PROBLEM = Pick out every line below that contains the word "each". Case counts.
-- start of SUPPLIED MATERIAL --
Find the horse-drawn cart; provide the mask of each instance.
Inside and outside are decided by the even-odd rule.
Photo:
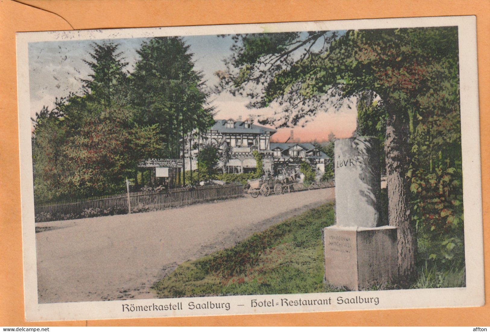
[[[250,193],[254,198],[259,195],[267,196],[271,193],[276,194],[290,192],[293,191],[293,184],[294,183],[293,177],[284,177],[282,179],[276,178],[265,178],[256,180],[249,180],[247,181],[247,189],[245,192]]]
-- end of SUPPLIED MATERIAL --
-- start of SUPPLIED MATERIAL --
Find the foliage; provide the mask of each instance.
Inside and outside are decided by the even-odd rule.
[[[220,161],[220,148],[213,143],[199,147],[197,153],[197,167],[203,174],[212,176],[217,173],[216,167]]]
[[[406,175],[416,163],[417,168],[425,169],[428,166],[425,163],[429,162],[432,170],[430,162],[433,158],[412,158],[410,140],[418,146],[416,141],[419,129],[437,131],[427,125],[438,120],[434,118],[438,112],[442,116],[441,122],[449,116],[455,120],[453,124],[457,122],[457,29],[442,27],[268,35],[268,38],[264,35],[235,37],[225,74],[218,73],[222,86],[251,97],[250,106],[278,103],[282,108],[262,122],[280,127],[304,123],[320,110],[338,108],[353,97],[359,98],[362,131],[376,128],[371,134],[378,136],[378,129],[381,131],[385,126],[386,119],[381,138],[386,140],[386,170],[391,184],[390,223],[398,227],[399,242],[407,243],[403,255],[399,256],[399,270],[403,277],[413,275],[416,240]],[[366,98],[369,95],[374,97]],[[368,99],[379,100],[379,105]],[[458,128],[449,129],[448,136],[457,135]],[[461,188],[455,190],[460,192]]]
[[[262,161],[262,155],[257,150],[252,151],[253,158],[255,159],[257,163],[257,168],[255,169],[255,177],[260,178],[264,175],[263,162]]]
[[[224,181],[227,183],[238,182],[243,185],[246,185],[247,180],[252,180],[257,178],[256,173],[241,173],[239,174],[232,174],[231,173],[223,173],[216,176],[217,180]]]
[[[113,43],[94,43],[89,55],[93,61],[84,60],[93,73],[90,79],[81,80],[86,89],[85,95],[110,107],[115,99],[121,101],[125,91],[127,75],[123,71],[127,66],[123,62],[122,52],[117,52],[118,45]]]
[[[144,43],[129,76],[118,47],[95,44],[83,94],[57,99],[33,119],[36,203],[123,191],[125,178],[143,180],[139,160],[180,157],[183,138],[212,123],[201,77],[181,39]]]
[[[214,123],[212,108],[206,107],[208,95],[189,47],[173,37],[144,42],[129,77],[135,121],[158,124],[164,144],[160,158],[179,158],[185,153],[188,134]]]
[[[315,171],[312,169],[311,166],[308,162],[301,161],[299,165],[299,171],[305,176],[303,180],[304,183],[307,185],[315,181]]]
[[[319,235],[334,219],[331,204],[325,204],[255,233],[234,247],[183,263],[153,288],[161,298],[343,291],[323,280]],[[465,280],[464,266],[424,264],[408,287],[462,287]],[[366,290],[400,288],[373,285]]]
-- end of SUPPLIED MATERIAL --
TASK RESPONSE =
Find the horse-drawn cart; provide the mask of each instance.
Find the foliage; provide the mask of each instance.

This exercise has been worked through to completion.